PROBLEM TO WORK ON
Scan the records below for the line with "Query: green knit hat" and the line with "Query: snowy path". Repeat those two lines and every line between them exactly, and nothing else.

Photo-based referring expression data
....
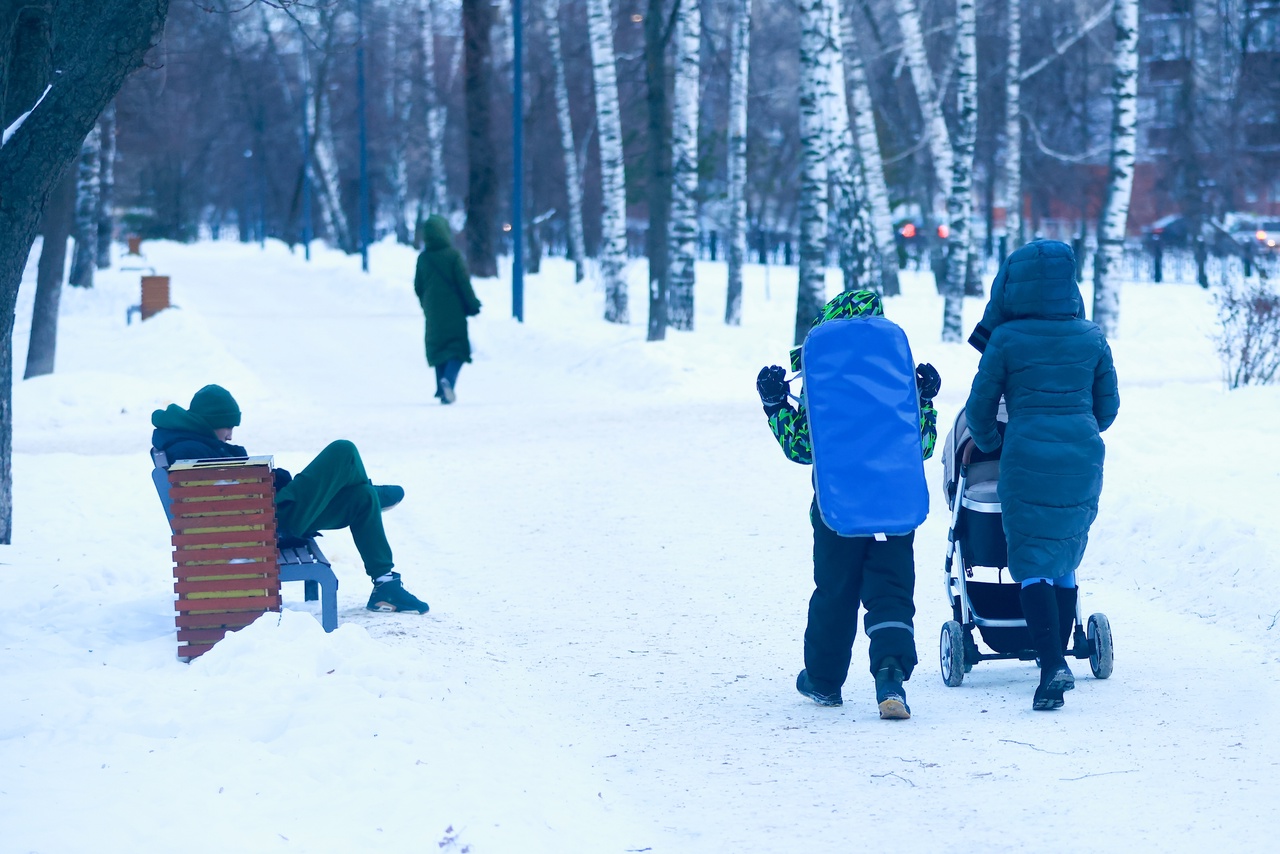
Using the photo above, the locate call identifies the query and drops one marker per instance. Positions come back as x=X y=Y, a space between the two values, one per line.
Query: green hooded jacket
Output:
x=790 y=425
x=443 y=288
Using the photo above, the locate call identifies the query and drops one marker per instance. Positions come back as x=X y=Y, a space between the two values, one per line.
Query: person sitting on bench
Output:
x=332 y=492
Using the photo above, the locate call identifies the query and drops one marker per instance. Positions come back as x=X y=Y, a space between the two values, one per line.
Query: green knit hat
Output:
x=215 y=406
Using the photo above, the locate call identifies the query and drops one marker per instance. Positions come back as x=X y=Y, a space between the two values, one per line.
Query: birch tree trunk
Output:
x=106 y=187
x=437 y=196
x=397 y=110
x=740 y=64
x=960 y=200
x=1124 y=138
x=873 y=165
x=87 y=182
x=1014 y=129
x=684 y=165
x=812 y=291
x=608 y=122
x=327 y=172
x=56 y=227
x=572 y=181
x=926 y=92
x=856 y=247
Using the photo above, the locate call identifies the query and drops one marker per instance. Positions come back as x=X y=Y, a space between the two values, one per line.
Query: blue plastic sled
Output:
x=864 y=423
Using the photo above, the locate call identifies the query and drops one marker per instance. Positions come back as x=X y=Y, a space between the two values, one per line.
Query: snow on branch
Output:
x=17 y=123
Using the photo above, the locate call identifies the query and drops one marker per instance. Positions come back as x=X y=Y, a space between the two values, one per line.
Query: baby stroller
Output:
x=982 y=594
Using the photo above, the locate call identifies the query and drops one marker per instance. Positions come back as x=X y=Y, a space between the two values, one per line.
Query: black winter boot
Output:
x=1040 y=608
x=890 y=693
x=1066 y=598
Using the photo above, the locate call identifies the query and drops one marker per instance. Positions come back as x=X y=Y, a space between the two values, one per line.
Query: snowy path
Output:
x=617 y=566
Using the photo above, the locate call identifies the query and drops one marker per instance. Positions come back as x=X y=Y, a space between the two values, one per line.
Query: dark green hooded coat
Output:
x=1054 y=369
x=443 y=290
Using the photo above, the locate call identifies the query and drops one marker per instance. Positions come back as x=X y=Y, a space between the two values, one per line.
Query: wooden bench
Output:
x=223 y=519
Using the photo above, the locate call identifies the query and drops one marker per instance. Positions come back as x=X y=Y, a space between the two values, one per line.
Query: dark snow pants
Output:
x=849 y=571
x=334 y=492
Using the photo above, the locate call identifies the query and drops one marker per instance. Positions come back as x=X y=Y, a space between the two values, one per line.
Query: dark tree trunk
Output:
x=26 y=59
x=481 y=182
x=97 y=45
x=657 y=35
x=56 y=227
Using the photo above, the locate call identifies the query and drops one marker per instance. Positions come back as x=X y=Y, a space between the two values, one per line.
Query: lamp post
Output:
x=517 y=178
x=362 y=208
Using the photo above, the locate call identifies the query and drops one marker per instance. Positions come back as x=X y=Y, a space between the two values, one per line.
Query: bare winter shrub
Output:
x=1248 y=337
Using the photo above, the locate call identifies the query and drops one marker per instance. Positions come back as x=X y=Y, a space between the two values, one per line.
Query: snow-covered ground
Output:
x=618 y=562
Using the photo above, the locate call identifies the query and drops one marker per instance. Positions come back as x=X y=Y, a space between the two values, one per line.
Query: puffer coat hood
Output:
x=1036 y=281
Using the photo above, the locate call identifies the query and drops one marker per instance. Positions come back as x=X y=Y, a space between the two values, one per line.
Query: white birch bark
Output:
x=927 y=95
x=327 y=174
x=684 y=165
x=437 y=196
x=572 y=181
x=1124 y=138
x=87 y=183
x=608 y=122
x=851 y=219
x=106 y=187
x=397 y=109
x=735 y=238
x=960 y=200
x=873 y=165
x=812 y=291
x=1014 y=129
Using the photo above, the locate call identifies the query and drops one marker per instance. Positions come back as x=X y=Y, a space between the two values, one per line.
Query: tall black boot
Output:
x=1040 y=608
x=1066 y=598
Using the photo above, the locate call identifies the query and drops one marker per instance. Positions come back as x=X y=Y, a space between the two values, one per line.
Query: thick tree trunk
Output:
x=50 y=272
x=106 y=188
x=851 y=219
x=927 y=95
x=572 y=182
x=613 y=190
x=1014 y=129
x=481 y=179
x=87 y=190
x=684 y=165
x=97 y=46
x=873 y=165
x=812 y=291
x=960 y=200
x=740 y=64
x=656 y=37
x=1124 y=137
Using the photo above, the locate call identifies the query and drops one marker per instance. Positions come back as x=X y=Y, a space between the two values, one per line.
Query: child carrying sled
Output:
x=872 y=567
x=1055 y=373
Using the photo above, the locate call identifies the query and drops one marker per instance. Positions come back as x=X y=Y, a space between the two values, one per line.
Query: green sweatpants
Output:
x=334 y=492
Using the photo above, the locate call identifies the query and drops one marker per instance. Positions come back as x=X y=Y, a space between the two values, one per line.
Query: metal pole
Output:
x=517 y=179
x=306 y=154
x=364 y=137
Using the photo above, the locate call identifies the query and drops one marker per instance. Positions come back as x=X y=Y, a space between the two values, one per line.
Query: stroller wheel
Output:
x=1101 y=656
x=951 y=653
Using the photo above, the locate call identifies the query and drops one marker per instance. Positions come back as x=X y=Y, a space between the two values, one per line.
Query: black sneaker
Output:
x=890 y=693
x=1054 y=683
x=807 y=688
x=392 y=596
x=389 y=496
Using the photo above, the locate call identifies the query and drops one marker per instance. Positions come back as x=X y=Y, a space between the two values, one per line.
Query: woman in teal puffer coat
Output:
x=1055 y=371
x=443 y=288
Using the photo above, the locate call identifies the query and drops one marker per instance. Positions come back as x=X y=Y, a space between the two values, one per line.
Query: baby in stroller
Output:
x=1051 y=371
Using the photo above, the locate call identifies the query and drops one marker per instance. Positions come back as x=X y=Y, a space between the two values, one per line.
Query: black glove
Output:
x=772 y=386
x=927 y=380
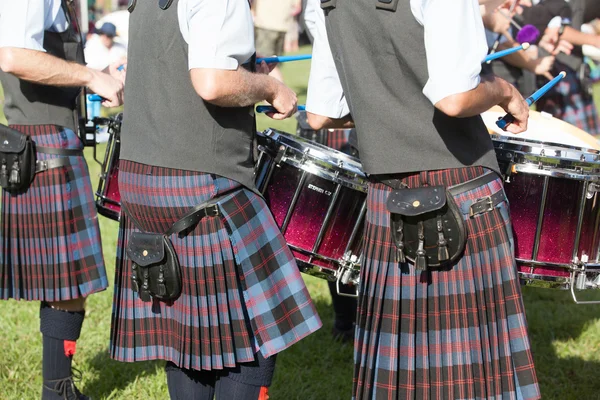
....
OUTPUT BELOW
Query: green knit hat
Output:
x=215 y=406
Using the photo above, the locate call identifies the query and drops one marker per instance. Positions come back as x=X y=Y, a space between the two values, one per line.
Query: birch tree trunk
Output:
x=106 y=187
x=437 y=196
x=397 y=110
x=740 y=64
x=960 y=200
x=1124 y=138
x=873 y=165
x=87 y=182
x=1014 y=129
x=684 y=165
x=812 y=291
x=608 y=122
x=327 y=172
x=56 y=227
x=572 y=181
x=926 y=92
x=856 y=247
Using the photo above, the locate call identifies the query and drops one marker per instance. Positions come back as x=X y=Y, a space between the two values, one per line.
Query: blue plastic sled
Output:
x=864 y=423
Using the photo above, the locate call identifies the query and drops one marker per instance. Positions come back as x=X y=Y, a space between the two values, one per line.
Query: snow on branch
Output:
x=17 y=123
Using the photo above, the locate call identifies the query and drops one marker per instance. Positions come back as x=X y=Y, a space between the two values, one per line.
Query: baby stroller
Output:
x=982 y=594
Using the photo above, the locate call identifies the query and drops one marker per instance. Positions come back as x=X y=Y, a space between the two values, one per line.
Query: black winter boot
Output:
x=1040 y=608
x=890 y=693
x=1066 y=598
Using the photo above, the locate call identifies the query and drops one marker per instance. Positions come back as x=X y=Y, a space between the two values, one per line.
Query: snowy path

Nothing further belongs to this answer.